What do Kenya, Iran and Alaska have in common? Virtually everyone who lives in those places gets a regular cash payment that they don’t have to work for and that isn’t part of a government assistance program. It’s called universal basic income (UBI), and until recently in the non-Alaska United States, it was written off as a something-for-nothing pipe dream that never had a prayer of becoming actual policy. But the COVID-19 crisis changed attitudes toward income inequality, federal assistance and the degree of responsibility a government has to take care of its citizens.
The Other Side: Why Some Believe Universal Basic Income Will Hurt Us
What Is Universal Basic Income?
According to the Stanford Basic Income Lab, UBI is “a periodic cash allowance given to all citizens, without means test to provide them with a standard of living above the poverty line.”
In other words, it’s free money paid in installments to everyone in the country with no strings attached. Billionaires like Mark Zuckerberg, politicians like former Democratic presidential candidate Andrew Yang and economists like libertarian Milton Friedman have all come out in support of the idea, which, according to Stanford, has five characteristics. Universal basic income is:
- Universal: It’s paid to everyone, as opposed to a targeted population.
- Unconditional: It doesn’t come with work requirements or other stipulations.
- Periodic: It’s paid on a schedule.
- Individual: It’s paid to each person, not to families.
- Paid in cash: Recipients must be able to use it for whatever they want.
Proponents support UBI primarily as a remedy for two challenging social and economic dilemmas: income inequality and the loss of jobs to automation.
The Wealth Gap Is at the Heart of the Movement
America has the highest rate of income inequality among all G7 nations, according to the Pew Research Center. Over the last 50 years, middle-class wages have stagnated while the salaries earned by the wealthiest Americans have soared. The top 20% now take home more than half the country’s income.

* _Data for review_
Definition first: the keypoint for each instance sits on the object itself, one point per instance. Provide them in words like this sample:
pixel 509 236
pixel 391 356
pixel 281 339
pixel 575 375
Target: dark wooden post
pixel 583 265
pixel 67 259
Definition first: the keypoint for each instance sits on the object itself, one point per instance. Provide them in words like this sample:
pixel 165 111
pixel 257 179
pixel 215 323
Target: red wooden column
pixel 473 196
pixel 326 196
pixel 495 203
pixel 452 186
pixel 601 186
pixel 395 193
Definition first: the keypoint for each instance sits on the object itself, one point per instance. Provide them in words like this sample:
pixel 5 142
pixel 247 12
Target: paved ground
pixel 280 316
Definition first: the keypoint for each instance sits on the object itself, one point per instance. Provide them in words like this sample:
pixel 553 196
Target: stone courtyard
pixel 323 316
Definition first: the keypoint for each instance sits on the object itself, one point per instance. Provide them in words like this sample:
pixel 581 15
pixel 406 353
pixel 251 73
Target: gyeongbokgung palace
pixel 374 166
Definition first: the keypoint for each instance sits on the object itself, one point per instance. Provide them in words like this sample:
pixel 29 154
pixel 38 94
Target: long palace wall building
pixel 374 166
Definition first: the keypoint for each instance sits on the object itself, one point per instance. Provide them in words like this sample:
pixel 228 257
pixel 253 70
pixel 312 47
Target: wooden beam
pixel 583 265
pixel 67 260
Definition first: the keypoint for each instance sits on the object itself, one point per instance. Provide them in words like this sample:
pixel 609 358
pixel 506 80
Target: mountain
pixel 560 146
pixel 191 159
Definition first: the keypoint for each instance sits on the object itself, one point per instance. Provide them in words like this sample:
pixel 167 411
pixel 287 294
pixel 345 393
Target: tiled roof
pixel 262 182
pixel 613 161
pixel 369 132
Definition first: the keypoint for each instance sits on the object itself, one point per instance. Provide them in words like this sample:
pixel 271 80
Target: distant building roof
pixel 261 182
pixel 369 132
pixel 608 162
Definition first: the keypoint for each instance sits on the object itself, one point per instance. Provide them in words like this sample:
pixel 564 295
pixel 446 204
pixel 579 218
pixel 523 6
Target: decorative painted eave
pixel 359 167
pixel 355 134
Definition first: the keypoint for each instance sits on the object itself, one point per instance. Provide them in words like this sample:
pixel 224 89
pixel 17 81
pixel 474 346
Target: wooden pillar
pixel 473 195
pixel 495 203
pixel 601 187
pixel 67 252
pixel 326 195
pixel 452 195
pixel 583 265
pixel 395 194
--
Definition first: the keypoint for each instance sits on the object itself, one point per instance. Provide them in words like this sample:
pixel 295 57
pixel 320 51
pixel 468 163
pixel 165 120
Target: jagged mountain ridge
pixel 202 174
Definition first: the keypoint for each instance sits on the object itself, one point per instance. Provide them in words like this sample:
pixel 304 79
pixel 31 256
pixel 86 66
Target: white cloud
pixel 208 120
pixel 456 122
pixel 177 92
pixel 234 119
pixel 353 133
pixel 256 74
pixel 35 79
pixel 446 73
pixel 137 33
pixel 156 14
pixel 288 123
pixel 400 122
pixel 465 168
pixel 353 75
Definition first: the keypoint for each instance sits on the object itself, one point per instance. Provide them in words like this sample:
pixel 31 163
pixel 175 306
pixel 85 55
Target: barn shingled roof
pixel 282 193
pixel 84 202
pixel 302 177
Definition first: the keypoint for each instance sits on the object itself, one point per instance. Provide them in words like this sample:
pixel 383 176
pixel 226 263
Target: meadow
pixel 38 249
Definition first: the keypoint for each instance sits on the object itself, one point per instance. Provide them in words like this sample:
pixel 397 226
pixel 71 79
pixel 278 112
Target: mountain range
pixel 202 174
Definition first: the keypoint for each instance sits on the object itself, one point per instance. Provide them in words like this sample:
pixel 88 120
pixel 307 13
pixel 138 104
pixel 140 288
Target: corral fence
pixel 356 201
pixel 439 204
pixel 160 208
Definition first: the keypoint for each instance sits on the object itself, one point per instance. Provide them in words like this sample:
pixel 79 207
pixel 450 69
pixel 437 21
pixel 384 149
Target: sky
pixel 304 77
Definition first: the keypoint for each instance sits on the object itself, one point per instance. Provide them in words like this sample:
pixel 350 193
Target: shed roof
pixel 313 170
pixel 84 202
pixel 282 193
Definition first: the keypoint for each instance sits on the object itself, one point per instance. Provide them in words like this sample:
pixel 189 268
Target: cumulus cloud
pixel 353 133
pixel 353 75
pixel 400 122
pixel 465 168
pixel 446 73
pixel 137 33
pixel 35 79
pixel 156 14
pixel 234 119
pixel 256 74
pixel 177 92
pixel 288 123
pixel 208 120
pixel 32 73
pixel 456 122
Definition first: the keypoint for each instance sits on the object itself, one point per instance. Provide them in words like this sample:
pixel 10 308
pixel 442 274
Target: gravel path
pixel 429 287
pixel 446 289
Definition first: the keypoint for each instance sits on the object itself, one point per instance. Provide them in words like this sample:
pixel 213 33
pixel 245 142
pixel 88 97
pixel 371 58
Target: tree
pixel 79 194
...
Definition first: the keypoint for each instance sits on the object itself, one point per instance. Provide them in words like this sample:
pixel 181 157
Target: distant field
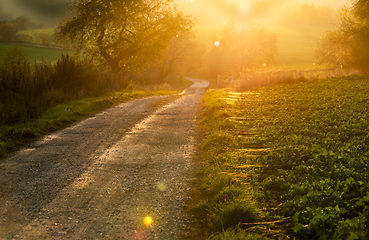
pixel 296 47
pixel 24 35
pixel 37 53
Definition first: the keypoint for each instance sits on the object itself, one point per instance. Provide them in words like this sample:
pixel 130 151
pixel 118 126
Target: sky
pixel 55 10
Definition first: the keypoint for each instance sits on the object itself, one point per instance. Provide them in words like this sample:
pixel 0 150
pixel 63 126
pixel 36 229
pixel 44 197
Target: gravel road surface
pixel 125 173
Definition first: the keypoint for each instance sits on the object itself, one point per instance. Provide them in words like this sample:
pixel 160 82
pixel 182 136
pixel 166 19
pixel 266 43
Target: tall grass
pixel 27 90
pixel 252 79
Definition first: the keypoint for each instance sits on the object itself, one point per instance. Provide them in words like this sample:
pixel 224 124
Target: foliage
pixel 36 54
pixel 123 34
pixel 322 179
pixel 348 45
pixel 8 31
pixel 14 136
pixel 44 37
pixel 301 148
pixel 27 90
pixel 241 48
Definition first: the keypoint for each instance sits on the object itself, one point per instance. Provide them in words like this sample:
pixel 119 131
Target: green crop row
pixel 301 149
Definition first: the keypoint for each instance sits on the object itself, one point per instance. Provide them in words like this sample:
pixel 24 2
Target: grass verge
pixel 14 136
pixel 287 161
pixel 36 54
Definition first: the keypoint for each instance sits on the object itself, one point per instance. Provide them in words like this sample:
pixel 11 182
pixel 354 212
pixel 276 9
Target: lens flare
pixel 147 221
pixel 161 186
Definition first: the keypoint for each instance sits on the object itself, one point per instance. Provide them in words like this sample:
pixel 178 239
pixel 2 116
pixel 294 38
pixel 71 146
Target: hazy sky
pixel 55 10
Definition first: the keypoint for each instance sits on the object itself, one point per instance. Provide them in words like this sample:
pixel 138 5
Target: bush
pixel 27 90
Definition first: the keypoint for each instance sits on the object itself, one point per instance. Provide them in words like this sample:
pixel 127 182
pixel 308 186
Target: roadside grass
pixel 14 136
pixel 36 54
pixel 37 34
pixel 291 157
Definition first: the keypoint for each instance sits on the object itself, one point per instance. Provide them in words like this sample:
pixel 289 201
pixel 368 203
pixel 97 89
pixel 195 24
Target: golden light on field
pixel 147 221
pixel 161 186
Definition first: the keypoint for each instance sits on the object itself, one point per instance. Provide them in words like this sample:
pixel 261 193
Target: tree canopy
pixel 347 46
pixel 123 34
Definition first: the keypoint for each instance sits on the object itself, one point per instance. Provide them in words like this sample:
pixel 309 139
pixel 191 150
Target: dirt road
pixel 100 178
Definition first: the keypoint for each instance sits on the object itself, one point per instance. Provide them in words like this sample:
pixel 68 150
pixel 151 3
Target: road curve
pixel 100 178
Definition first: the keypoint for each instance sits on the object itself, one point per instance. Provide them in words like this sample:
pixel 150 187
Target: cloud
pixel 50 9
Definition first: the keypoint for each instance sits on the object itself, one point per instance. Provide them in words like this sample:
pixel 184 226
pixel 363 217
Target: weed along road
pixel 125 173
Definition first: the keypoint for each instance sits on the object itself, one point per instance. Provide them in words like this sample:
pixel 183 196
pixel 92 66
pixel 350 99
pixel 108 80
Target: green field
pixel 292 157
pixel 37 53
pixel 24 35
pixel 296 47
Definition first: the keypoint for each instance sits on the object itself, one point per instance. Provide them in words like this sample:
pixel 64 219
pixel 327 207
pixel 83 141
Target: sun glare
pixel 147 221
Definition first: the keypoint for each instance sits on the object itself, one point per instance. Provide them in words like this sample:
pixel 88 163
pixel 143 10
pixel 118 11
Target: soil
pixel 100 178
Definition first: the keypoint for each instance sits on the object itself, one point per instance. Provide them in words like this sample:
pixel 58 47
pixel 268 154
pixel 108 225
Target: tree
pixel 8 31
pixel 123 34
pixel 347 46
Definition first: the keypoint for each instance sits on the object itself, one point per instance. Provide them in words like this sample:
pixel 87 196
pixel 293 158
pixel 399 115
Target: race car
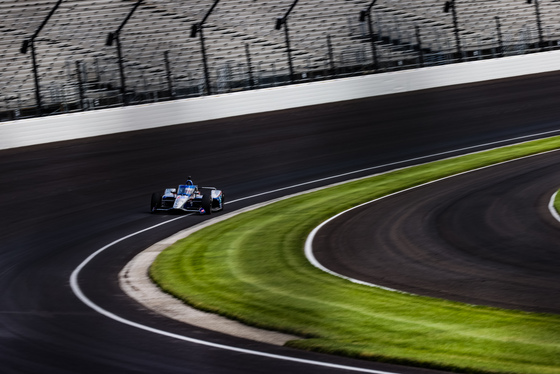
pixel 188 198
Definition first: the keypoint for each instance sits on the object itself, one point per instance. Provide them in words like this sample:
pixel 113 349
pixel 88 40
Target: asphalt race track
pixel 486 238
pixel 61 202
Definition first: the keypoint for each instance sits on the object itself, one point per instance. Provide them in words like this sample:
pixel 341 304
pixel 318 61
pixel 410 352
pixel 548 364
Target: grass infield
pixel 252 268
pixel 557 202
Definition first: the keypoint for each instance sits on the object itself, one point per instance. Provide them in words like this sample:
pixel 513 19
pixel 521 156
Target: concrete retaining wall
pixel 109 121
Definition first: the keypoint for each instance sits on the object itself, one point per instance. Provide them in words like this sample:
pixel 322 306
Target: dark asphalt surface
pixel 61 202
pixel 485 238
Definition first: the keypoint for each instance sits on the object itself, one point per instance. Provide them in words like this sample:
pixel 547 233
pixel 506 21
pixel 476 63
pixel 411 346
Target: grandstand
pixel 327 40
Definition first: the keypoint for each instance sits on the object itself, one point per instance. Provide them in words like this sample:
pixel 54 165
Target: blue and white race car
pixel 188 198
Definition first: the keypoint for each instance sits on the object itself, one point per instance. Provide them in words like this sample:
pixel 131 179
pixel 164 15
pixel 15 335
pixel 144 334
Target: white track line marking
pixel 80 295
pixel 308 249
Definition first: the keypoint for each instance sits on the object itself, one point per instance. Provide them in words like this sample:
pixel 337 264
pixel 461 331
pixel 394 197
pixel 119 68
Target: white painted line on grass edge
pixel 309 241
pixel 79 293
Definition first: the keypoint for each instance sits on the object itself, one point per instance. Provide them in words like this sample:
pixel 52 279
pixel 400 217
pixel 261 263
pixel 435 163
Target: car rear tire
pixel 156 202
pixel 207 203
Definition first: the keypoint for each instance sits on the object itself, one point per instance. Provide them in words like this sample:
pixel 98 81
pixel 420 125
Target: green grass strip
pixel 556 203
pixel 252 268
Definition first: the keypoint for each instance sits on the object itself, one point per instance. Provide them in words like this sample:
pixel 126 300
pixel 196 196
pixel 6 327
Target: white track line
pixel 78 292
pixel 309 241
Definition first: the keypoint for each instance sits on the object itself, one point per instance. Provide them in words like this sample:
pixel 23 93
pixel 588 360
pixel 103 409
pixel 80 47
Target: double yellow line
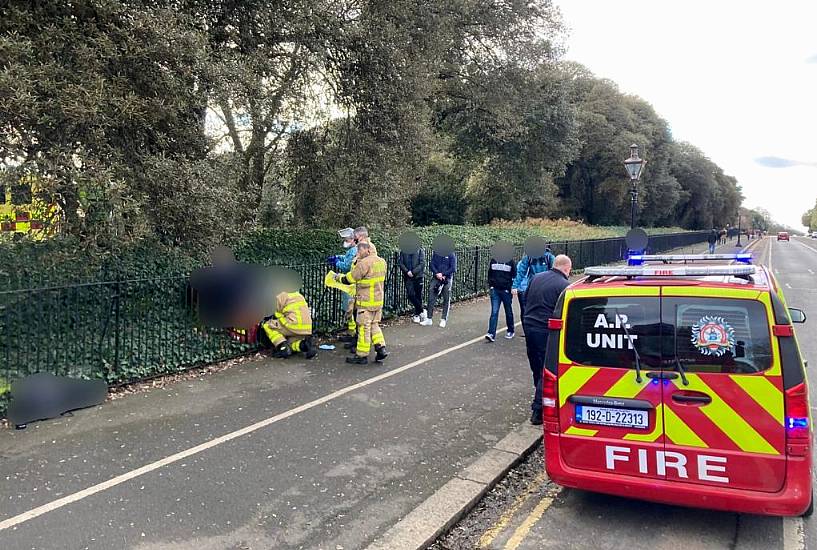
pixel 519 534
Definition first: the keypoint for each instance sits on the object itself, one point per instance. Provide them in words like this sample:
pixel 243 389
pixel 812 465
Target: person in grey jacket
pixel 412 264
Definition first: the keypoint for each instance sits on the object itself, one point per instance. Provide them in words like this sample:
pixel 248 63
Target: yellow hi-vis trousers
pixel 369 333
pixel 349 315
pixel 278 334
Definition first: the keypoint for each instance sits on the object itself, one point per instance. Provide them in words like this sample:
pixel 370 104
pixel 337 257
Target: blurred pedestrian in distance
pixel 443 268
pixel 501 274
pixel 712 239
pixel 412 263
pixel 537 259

* _Work task 1_
Say whether each statement agrees with the universal basic income text, answering yes or no and quoting the deciding words: (a) Under Stanford's characteristics, UBI is paid to families rather than to each person. (b) The top 20% of Americans take home more than half the country's income. (c) America has the lowest rate of income inequality among the G7 nations.
* _Work task 2_
Copy the universal basic income text word for word, between "The Other Side: Why" and "on a schedule.", inclusive.
The records are separate material, unrelated to the universal basic income text.

* _Output 1_
(a) No: "It’s paid to each person, not to families."
(b) Yes: "The top 20% now take home more than half the country’s income."
(c) No: "America has the highest rate of income inequality among all G7 nations"

* _Output 2_
The Other Side: Why Some Believe Universal Basic Income Will Hurt Us
What Is Universal Basic Income?
According to the Stanford Basic Income Lab, UBI is “a periodic cash allowance given to all citizens, without means test to provide them with a standard of living above the poverty line.”
In other words, it’s free money paid in installments to everyone in the country with no strings attached. Billionaires like Mark Zuckerberg, politicians like former Democratic presidential candidate Andrew Yang and economists like libertarian Milton Friedman have all come out in support of the idea, which, according to Stanford, has five characteristics. Universal basic income is:
- Universal: It’s paid to everyone, as opposed to a targeted population.
- Unconditional: It doesn’t come with work requirements or other stipulations.
- Periodic: It’s paid on a schedule.